■ Records supplied ■

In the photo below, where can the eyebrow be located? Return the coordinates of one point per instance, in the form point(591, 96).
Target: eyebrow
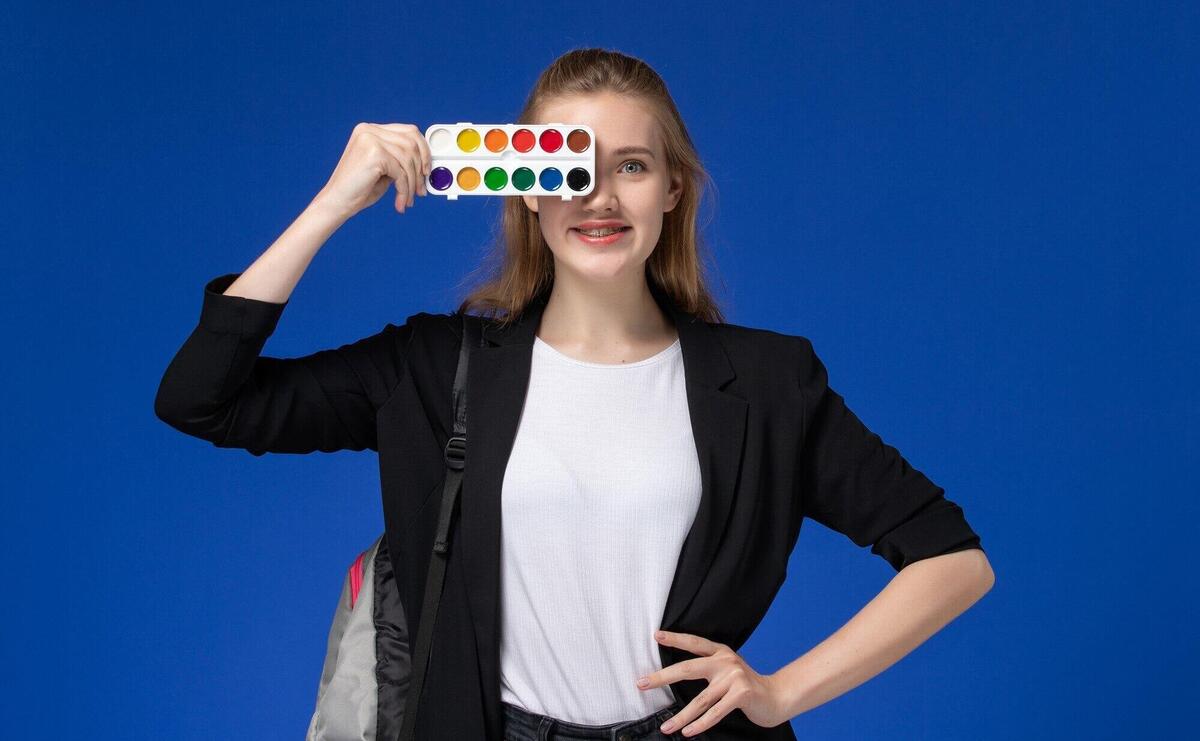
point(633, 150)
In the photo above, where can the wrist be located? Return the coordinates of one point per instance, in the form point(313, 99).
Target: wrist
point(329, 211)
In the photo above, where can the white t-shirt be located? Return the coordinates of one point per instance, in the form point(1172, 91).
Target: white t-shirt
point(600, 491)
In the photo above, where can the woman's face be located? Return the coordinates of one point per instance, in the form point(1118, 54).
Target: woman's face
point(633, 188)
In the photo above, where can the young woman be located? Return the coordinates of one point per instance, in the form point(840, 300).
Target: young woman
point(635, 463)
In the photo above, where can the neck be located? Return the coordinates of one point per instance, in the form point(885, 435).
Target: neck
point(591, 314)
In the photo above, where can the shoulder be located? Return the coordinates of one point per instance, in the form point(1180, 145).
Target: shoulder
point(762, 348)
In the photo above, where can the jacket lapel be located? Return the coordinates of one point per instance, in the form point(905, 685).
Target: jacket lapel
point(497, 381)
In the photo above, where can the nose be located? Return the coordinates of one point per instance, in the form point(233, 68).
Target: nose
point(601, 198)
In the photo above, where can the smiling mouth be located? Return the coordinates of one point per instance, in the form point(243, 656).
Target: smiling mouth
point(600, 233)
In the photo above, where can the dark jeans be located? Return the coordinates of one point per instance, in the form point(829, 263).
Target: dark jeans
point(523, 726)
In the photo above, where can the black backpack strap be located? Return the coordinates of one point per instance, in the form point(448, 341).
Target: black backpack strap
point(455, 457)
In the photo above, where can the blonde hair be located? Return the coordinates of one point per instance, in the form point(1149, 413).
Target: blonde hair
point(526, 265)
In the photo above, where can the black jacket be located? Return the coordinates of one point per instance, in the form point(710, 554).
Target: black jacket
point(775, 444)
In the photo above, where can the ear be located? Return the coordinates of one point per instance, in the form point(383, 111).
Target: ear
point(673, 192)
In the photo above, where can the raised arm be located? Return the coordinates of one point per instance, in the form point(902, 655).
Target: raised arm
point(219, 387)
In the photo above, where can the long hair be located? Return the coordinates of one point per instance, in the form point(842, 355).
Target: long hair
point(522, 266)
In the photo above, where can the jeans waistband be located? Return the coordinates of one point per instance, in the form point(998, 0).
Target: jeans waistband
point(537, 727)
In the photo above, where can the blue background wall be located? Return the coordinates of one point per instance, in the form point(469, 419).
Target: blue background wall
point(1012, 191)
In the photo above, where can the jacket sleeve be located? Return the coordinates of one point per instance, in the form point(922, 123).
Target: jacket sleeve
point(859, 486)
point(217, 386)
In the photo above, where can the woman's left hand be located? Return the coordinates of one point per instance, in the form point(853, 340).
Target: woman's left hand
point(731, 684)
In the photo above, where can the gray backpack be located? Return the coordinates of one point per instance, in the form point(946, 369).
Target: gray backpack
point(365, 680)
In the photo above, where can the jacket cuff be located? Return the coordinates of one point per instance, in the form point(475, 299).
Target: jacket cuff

■ Your assignment ■
Your reply must contain each entry exactly as written and no pictures.

■ Answer to this problem ■
In the photo below, where can the eyebrow be located? Return the coordinates of one point per instance, in the form point(591, 96).
Target: eyebrow
point(633, 150)
In the photo above, where can the wrist be located? Return the coordinates of one point per instance, in the form point(313, 99).
Target: wrist
point(329, 211)
In the photo above, where can the white t-shirt be located? Return the coordinates of one point per instance, in the form point(1172, 91).
Target: white t-shirt
point(600, 491)
In the photo above, where can the woman's face be located? Return the coordinates of one point per instance, in the form point(1118, 54).
Target: woman's face
point(633, 188)
In the photo above, where can the young woman be located? Return the coordinates of one point per instance, in the form point(840, 300).
Target: young woman
point(635, 463)
In the photo above, where can the neck be located? Return the coordinates of one point per instance, in the form point(885, 435).
Target: neck
point(591, 314)
In the photo above, where can the shoulder be located? Return the coordinates of one point per instance, in the form point(1180, 145).
Target: shoulder
point(762, 348)
In the photo above, where can the jacket lapel be located? Return the coordinates of one point per instance, in the form point(905, 685).
Target: jacket lapel
point(497, 381)
In the photo above, where can the nose be located? Return the coordinates of one point per instance, in the form point(233, 68).
Target: nose
point(601, 198)
In the photo above, where can the smiling mouth be located? Return the coordinates of one point per instance, in the form point(243, 656).
Target: smiling mouth
point(600, 233)
In the photo above, where can the dark jeans be located? Return the coordinates of one point per instance, in the form point(829, 263).
Target: dark jeans
point(523, 726)
In the photo above, where can the black backpack strap be located? Return the coordinates of one point per instance, in the form point(448, 341).
Target: black backpack strap
point(455, 457)
In the photo above, where can the blonde hair be located? Return the coordinates of one point per instance, in the form point(1149, 413).
Target: blonde hair
point(526, 265)
In the photo above, where can the black jacket be located? Return the coordinates of one point per instance, in the form point(710, 554).
Target: black jacket
point(775, 444)
In the photo above, where can the ear be located? Return the coordinates of one point per instance, in the form point(383, 111).
Target: ear
point(673, 192)
In the photo above, where can the raised arm be located? Return the coordinates of one point per instance, in the form point(902, 655).
Target: raised arm
point(219, 387)
In the photo above, where can the long hair be located? Return the coordinates of one point per instance, in the form point(842, 355).
Target: long hair
point(522, 266)
In the photo above, where can the jeans waistband be located? Return the coordinates of one point per instance, in the form point(998, 0).
Target: jeans waistband
point(537, 727)
In the photo above, where can the blue background wall be located? Return the coordinates of one point per instance, in the form point(469, 419).
Target: blue background wall
point(1012, 191)
In the photo above, where can the jacket sleeve be located? Return the coordinates of one point per instance, in the form point(922, 123).
Target: jacket sleeve
point(859, 486)
point(217, 386)
In the photo above, where can the woman's left hand be located? Return the coordinates of one point per instance, in the form point(853, 340).
Target: woman's left hand
point(731, 684)
In the photo above, where can the gray backpack be located? Return the coordinates of one point per instance, in the form point(946, 369).
Target: gray backpack
point(365, 680)
In the photo above, where can the jacket cuff be located? Return the coordinates of one point per instance, in the form point(475, 299).
Target: jacket cuff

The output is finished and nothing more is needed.